* _Set of tasks_:
**A.** In the forum answer on zipping sub-directories in groups, how deep under the parent directory are the sub-directories assumed to be?
**B.** Extend the forum answer on zipping sub-directories in groups, picking up right after its final line.

* _Document segment_:

--

So, I am assuming that all the sub-directories that you want to group are at exactly one depth level under your parent directory. We'll let zip
recurse into the sub-sub-directories.
EDIT: Thanks to people's suggestions, this new version now works with all kinds of file names, including names containing spaces, new lines, and special chars. An excellent writeup on the matter can be found here:
https://unix.stackexchange.com/a/321757/439686
#!/bin/bash
export rootdir=${1:-/your/parent/directory}
export N=10 # group size
export stamp=$(date +%s)
find "$rootdir" -type d -mindepth 1 -maxdepth 1 -exec bash -c '
count=0 # group number
while [ $# -gt 0 ] ;do
((count++))
zip -r "$rootdir/group.${stamp}.${count}.zip" "${@:1:N}"
shift $N || set --
done
' "" {} +
Result:
group.1615512971.1.zip
group.1615512971.2.zip
group.1615512971.3.zip
group.1615512971.4.zip
...
And here is a slightly different version, which also loops through the positional parameters, but without spawning a subshell. (This one performs faster than the previous version)
#!/bin/bash
rootdir=/your/parent/directory
N=10 # group size
stamp=$(date +%s)
readarray -td '' ARRAY < <(find "$rootdir" -type d -mindepth 1 -maxdepth 1 -print0)
set -- "${ARRAY[@]}"
count=0
while [ $# -gt 0 ] ;do
((count++))
zip -r "$rootdir/group.${stamp}.${count}.zip" "${@:1:N}"

--

* _Recorded data_:

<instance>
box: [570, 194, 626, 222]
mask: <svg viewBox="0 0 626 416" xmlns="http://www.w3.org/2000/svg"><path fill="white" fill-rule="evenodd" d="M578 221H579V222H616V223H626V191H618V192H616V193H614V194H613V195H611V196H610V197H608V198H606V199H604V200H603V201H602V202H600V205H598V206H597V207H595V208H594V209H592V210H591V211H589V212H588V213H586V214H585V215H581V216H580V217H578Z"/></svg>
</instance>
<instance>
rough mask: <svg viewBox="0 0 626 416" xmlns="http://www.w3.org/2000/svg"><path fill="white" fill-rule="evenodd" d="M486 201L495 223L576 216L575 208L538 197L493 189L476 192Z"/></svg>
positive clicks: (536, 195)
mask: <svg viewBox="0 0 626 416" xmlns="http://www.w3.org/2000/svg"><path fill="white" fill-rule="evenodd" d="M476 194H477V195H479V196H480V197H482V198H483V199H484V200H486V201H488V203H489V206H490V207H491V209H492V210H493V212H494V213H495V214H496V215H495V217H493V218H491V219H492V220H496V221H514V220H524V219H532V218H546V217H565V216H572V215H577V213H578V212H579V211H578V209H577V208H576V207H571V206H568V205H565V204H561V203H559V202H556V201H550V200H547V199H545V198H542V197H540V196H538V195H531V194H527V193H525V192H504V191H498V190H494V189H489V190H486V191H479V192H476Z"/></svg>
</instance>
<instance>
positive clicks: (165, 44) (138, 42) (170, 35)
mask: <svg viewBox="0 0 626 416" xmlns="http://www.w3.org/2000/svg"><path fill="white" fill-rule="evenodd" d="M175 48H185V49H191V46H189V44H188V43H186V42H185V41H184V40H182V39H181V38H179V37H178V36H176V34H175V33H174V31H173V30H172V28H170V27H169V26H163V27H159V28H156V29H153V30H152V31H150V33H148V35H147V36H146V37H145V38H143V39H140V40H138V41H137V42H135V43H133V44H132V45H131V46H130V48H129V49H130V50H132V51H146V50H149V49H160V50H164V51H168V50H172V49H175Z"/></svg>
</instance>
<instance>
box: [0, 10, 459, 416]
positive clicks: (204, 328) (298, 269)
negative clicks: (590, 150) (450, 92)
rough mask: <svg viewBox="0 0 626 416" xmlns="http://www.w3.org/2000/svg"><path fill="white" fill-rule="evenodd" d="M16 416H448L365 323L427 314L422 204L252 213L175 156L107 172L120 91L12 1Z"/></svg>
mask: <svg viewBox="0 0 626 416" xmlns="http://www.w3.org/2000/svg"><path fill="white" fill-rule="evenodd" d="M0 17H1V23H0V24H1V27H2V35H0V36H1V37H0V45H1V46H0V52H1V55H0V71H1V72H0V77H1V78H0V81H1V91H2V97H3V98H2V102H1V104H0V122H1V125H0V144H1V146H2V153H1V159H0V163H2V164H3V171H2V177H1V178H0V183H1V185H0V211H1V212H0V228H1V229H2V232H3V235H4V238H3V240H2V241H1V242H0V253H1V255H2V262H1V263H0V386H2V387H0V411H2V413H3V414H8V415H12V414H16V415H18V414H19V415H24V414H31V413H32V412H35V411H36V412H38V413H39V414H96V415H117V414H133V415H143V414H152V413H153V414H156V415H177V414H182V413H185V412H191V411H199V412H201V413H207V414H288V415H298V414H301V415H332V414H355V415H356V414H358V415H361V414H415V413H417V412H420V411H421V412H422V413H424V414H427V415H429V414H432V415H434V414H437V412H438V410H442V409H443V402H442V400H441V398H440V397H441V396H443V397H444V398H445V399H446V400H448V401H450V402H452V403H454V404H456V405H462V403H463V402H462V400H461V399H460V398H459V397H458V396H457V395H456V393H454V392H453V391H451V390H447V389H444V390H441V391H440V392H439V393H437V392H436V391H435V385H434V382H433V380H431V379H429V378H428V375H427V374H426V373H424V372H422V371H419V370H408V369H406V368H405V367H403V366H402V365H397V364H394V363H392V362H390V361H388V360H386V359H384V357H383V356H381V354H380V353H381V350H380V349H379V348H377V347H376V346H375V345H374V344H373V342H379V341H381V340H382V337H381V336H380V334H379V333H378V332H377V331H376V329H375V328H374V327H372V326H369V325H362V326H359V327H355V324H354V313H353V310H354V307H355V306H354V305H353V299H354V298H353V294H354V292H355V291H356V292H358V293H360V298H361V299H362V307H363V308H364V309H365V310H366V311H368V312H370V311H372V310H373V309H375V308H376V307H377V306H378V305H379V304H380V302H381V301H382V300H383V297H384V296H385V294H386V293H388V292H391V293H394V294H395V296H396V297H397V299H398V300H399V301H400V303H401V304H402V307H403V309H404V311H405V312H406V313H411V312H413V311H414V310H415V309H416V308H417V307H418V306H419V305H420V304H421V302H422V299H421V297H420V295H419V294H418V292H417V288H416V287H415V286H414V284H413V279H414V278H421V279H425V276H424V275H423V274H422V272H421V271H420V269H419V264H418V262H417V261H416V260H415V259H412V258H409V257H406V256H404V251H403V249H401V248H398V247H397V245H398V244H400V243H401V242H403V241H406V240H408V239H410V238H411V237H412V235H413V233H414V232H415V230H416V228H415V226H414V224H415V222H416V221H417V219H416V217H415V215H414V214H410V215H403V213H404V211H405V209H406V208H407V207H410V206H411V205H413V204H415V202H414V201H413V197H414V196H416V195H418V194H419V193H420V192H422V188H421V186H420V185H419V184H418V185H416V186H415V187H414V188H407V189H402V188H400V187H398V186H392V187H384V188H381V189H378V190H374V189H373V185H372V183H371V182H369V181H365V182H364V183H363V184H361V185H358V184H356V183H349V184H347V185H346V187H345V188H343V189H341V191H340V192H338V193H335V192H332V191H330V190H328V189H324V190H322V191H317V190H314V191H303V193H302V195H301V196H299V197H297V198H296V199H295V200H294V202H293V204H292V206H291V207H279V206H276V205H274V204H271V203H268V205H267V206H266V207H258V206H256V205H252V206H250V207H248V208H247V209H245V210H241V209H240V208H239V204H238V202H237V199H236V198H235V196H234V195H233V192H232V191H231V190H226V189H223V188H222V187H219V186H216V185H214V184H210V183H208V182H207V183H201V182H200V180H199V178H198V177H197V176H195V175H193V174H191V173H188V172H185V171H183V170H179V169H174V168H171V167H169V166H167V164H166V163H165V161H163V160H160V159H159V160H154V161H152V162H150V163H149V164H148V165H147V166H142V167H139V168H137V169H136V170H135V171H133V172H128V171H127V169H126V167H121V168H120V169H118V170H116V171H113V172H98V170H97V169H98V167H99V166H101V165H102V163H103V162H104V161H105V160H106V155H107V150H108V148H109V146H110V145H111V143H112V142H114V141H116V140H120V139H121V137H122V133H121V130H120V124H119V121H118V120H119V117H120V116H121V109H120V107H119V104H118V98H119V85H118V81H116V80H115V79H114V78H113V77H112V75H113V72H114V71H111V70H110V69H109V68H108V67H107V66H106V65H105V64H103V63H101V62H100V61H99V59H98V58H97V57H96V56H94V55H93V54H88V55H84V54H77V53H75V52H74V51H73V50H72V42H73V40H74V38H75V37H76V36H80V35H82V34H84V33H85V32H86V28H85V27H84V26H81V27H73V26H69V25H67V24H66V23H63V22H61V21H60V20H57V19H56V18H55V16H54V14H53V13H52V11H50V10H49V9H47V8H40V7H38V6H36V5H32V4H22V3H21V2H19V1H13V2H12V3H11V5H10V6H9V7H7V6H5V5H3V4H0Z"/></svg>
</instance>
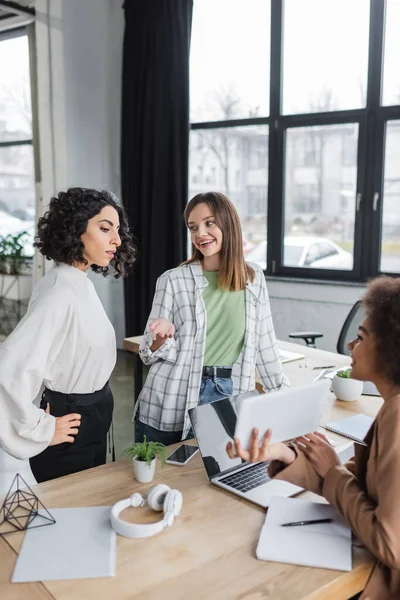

--

* _Answers to each task_:
**A.** Exactly one depth level under the parent directory.

**B.**
shift $N || set --
done
EDIT #2: Parallelism and memory usage
After reading this post here: https://unix.stackexchange.com/a/321765/439686
it occured to me that my previous two versions can run into some serious troubles if we are dealing with a huge number of directories. Beside putting some serious strain on the memory, they also are inefficient, as they are waiting on find
to find the whole list of directories before we even start the first zip
command. It would be much nicer if we ran things in parralell -- through pipes -- and then it won't matter how many files there are. That leaves us with the only possible correct solution -- do it with find ... -print0 | xargs -0 command
. Why xargs
? Because it can start commands with N arguments at a time, instead of waiting for the whole list, and also because xargs
can deal with the zero-delimited strings that -print0
will be piping to it. And we absolutely must use zero as the delimiter, because filenames are allowed to have any other characters, including newlines. As an added bonus, with xargs
we can even start multiple processes at the same time, to better utilize a multicore system. So, here it is:
#!/bin/bash
rootdir=${1:-/your/parent/directory}
N=10 # group size
mktemp --version >/dev/null || exit 1
stamp=$(date +%Y%m%d%H%M)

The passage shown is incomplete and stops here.